### TASK TO CARRY OUT
Retype precisely the section of the data that starts at the line containing "the distant mountain" and runs to its final line, ends included.

(Records from a collection)
**********
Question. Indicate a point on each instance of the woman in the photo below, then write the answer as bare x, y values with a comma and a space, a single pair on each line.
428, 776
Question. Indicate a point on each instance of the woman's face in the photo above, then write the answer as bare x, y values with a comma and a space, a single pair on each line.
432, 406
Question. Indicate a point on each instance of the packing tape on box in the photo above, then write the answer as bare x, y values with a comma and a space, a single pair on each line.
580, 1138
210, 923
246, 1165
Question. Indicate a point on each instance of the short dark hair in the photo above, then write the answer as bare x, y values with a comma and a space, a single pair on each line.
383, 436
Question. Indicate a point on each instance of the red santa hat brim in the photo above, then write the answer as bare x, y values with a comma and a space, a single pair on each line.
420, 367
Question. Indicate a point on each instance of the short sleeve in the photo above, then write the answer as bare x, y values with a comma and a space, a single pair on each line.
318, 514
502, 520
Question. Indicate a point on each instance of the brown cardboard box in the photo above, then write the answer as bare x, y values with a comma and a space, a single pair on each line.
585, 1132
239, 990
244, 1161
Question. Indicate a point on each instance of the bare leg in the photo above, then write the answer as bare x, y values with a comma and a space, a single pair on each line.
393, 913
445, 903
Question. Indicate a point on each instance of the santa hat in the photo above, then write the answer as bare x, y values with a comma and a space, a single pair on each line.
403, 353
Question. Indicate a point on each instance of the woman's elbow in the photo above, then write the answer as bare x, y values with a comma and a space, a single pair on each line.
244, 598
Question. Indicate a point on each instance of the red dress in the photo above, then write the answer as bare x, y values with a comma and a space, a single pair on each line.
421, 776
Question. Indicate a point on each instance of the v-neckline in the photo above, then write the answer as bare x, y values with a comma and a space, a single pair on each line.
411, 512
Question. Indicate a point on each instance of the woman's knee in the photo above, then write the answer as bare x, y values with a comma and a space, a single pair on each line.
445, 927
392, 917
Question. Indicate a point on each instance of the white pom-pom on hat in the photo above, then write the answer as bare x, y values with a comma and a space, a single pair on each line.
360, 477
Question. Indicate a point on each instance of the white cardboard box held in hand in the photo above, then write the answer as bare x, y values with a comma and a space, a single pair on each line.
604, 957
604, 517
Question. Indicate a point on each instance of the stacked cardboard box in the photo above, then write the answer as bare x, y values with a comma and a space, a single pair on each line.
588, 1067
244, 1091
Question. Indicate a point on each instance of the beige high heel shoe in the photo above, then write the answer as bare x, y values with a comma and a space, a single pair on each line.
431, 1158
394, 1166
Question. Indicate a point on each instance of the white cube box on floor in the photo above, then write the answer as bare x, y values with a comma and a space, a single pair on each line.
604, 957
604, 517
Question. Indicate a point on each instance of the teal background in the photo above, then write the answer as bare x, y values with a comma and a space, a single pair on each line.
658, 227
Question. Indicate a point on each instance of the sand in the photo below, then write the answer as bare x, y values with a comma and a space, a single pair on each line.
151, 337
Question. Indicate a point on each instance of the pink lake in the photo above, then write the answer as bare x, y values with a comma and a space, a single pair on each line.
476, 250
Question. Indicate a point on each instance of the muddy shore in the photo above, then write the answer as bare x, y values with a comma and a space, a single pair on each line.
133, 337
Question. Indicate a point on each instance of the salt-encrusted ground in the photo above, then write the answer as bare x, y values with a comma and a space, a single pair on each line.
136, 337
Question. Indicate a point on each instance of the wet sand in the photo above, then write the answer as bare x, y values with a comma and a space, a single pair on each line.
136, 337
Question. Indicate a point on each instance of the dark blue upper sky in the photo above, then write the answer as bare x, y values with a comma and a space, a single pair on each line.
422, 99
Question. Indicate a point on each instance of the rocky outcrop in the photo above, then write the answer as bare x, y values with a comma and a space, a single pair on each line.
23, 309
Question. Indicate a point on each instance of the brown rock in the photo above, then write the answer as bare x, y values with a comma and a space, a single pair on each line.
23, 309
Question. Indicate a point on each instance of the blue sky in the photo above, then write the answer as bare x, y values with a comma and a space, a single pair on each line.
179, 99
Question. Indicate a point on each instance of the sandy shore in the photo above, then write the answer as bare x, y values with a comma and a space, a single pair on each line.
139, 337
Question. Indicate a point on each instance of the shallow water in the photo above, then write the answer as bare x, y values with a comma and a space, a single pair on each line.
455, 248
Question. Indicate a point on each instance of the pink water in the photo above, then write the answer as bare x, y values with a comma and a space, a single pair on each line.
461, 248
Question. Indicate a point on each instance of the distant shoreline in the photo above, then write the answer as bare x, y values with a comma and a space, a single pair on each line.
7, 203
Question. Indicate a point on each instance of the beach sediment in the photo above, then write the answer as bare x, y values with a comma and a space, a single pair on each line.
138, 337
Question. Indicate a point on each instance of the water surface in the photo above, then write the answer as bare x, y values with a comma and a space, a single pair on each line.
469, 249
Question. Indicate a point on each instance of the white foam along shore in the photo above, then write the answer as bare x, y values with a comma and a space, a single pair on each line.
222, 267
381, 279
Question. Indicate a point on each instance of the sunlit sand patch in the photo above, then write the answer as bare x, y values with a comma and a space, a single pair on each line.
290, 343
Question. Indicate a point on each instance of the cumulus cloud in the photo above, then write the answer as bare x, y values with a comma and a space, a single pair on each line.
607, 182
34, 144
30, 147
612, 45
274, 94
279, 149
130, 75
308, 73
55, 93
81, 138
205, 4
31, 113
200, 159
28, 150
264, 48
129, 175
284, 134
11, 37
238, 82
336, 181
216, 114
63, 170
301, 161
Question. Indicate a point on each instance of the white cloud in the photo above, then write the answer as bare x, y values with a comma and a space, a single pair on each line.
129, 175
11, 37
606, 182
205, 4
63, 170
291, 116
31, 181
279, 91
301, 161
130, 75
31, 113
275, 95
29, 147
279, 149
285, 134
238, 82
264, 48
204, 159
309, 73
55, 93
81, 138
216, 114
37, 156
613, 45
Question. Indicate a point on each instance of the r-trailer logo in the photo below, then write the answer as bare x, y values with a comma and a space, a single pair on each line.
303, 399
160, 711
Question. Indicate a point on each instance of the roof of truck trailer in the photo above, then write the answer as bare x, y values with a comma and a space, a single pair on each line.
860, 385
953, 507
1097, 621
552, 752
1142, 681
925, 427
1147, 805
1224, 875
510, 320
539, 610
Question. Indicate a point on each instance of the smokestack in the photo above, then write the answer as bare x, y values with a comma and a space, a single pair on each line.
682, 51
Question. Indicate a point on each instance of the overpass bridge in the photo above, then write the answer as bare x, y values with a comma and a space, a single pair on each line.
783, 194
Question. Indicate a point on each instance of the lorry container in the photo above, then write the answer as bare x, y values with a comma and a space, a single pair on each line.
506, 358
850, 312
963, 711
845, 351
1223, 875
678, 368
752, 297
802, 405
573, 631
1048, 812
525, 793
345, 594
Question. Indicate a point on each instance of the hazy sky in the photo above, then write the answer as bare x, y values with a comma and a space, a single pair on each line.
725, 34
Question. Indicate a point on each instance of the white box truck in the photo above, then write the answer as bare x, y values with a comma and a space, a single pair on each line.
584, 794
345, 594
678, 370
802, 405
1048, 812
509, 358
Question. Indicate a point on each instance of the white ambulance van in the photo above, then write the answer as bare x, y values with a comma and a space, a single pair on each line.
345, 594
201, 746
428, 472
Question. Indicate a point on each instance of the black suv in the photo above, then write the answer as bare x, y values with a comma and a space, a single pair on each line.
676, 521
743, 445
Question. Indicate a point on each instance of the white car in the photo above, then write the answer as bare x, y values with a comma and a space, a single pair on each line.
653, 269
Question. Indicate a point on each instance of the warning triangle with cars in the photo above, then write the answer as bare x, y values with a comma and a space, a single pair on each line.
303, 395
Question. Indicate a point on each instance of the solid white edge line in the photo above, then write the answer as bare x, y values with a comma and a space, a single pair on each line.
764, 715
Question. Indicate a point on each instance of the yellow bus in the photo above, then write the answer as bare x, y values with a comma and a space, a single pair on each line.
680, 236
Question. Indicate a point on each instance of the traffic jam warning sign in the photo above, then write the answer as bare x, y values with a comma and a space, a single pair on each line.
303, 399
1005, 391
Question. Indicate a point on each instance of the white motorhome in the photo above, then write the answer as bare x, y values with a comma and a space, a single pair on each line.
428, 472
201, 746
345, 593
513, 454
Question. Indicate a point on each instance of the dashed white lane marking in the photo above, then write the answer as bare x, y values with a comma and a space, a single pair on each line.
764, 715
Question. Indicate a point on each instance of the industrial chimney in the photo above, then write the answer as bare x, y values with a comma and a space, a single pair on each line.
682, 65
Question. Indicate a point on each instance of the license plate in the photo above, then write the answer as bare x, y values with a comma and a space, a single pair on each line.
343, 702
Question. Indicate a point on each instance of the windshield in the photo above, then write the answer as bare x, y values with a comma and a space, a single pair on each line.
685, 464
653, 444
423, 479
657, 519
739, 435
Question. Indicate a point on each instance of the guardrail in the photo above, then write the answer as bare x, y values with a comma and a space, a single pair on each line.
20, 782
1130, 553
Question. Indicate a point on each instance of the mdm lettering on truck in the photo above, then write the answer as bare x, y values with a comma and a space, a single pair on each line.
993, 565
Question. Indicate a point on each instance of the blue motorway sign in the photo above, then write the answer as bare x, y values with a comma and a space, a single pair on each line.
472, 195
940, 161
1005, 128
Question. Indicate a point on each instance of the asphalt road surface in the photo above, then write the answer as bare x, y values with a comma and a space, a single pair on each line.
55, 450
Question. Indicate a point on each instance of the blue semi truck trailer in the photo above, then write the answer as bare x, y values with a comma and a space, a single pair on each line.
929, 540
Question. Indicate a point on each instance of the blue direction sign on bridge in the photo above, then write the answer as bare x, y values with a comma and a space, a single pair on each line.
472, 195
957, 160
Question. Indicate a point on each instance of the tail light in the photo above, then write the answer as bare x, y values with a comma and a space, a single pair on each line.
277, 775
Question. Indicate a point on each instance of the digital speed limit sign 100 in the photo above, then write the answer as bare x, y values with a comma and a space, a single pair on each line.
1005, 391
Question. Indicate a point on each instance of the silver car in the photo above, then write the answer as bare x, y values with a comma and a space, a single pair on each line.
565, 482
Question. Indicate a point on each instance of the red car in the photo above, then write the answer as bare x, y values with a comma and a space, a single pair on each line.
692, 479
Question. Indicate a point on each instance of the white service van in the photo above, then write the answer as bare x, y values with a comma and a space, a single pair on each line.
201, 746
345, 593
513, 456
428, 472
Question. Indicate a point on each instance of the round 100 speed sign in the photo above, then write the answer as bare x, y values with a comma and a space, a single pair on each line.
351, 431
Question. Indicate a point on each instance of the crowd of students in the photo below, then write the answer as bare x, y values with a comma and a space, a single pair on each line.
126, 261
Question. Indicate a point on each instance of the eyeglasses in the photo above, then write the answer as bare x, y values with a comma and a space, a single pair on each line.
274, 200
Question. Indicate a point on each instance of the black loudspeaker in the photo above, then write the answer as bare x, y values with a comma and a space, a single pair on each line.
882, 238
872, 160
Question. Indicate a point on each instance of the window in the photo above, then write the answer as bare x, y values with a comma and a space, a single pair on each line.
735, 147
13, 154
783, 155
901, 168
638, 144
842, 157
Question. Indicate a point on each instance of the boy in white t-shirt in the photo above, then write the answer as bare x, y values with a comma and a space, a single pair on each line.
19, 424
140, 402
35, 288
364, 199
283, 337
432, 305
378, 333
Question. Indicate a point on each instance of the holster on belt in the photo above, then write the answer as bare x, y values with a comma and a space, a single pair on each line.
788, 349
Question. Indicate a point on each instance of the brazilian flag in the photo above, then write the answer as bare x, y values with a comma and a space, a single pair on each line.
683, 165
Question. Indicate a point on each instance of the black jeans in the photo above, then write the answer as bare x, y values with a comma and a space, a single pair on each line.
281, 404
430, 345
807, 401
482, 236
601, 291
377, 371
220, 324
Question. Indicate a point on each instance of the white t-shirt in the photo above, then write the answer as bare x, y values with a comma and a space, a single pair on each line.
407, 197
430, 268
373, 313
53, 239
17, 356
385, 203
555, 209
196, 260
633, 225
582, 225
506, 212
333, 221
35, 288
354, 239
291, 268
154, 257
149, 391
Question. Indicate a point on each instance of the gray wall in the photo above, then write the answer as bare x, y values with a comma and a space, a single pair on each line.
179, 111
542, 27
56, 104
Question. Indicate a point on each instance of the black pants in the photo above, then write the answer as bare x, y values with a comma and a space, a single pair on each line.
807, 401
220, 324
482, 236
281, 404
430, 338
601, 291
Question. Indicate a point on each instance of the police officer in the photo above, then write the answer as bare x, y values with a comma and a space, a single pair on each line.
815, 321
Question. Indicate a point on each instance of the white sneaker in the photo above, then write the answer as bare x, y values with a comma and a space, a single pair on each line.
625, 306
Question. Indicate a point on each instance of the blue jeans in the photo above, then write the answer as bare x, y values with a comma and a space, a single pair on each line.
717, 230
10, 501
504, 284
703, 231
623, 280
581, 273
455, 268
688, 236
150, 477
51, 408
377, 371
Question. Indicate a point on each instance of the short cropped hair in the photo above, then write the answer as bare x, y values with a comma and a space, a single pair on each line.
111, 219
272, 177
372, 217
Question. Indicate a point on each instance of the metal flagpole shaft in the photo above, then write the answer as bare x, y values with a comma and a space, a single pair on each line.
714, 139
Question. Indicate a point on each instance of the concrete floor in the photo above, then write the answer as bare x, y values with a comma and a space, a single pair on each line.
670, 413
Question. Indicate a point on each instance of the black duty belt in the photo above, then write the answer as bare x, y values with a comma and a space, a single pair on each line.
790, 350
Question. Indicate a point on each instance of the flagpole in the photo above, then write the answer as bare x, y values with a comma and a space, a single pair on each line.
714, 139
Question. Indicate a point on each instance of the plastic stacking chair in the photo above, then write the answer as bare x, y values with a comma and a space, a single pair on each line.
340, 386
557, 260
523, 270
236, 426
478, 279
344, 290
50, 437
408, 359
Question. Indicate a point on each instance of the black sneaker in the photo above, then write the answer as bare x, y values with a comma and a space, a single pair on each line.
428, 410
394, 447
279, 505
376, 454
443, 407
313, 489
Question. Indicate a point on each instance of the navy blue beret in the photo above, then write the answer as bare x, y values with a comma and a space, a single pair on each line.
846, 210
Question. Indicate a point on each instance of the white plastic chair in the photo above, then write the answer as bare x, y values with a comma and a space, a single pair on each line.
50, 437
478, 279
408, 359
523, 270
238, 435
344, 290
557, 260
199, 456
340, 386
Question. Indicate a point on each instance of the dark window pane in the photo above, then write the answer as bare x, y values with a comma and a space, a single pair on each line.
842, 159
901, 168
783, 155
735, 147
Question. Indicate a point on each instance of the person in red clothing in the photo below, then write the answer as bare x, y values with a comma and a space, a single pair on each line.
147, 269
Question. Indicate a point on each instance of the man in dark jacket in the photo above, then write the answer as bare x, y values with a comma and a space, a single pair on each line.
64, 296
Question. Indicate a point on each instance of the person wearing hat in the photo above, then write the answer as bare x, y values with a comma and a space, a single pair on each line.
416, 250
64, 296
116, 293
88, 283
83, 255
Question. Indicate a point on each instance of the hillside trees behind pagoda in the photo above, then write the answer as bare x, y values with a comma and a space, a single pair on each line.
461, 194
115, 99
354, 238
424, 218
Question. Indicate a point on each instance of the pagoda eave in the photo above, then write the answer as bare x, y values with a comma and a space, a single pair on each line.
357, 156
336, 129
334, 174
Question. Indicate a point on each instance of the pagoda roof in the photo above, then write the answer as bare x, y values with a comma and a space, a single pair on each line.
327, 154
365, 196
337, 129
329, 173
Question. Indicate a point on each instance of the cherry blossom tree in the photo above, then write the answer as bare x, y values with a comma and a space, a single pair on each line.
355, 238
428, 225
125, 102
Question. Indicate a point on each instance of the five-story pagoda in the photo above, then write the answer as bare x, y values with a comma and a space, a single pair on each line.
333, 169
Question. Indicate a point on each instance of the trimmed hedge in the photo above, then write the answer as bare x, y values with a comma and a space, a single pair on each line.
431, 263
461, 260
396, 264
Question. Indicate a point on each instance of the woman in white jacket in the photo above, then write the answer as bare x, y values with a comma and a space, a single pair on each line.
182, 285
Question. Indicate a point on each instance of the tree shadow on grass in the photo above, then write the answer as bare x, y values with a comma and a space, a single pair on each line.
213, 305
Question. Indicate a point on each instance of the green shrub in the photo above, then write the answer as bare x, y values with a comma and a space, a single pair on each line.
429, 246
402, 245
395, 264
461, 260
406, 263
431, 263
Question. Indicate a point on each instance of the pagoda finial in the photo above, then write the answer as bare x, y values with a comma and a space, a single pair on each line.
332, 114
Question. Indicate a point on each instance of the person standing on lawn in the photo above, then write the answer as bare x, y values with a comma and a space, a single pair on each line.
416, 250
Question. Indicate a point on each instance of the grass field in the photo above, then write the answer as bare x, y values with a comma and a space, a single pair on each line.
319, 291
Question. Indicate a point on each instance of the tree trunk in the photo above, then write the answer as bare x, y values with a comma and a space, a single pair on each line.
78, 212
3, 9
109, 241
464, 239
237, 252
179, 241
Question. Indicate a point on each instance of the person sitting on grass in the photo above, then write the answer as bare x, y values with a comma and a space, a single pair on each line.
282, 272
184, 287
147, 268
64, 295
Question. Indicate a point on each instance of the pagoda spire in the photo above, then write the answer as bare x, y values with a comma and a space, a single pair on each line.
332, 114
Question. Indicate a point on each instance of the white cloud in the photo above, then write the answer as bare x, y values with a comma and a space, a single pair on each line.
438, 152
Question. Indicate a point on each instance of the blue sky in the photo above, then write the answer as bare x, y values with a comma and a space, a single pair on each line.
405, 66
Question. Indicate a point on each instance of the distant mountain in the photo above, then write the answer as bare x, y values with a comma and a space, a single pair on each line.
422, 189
**********
### RESULT OF THE EXERCISE
Question. Indicate a point on each instance of the distant mountain in the photo above, then write the answer as bare x, y values with a comma and a space, a single pair on each line.
422, 189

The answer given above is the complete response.